**Job**: Print, without alteration, only the lines running from the one containing "Guideline: for every instance of the green" through the one containing "Target: tree trunk", both inclusive.

**Records for processing**:

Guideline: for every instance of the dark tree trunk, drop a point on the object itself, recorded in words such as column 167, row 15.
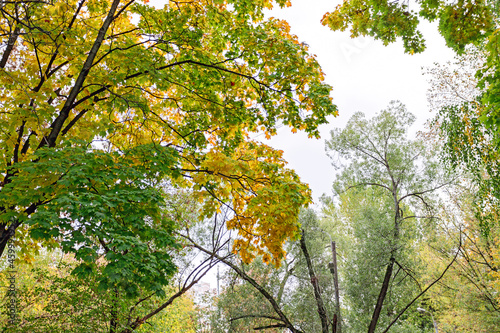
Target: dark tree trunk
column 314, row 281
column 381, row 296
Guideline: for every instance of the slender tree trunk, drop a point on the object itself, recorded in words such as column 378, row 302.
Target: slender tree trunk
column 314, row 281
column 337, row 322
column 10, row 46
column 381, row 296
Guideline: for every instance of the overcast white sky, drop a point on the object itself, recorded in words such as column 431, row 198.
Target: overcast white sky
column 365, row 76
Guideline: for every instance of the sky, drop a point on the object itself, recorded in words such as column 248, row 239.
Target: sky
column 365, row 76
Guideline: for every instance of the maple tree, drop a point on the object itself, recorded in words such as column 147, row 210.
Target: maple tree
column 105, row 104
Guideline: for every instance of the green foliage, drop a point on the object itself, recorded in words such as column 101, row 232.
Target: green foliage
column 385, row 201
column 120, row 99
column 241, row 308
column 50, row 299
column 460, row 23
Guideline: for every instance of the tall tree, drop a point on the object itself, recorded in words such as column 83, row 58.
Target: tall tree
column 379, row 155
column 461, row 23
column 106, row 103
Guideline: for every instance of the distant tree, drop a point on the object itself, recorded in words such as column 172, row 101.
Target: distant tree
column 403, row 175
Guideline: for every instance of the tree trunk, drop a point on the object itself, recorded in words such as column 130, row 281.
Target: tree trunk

--

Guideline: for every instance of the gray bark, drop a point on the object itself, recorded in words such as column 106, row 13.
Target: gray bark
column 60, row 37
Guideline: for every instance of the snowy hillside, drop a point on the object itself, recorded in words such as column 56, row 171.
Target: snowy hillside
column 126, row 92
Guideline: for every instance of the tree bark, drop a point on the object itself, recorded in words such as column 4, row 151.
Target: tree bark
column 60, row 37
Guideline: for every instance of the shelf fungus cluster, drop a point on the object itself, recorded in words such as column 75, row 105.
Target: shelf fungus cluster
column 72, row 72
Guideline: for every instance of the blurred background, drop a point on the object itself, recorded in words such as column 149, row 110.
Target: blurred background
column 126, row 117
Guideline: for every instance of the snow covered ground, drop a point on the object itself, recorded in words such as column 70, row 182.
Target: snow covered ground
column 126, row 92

**Written answer**:
Guideline: for every instance of the green foliage, drop a point on the object itself, recorded in words such as column 101, row 232.
Target: green foliage
column 385, row 201
column 120, row 99
column 241, row 308
column 50, row 299
column 460, row 23
Guideline: for every instance of the tall tree, drop a point on the object itself, recorded in words such as column 83, row 58.
Target: tall tree
column 379, row 155
column 461, row 23
column 106, row 103
Guideline: for every instance of the distant tree, drop a point on the object itself, recorded in words such as column 172, row 101.
Target: distant tree
column 403, row 175
Guideline: for every instance of the tree trunk, drop a point on the object itself, recorded in words such as column 130, row 281.
Target: tree trunk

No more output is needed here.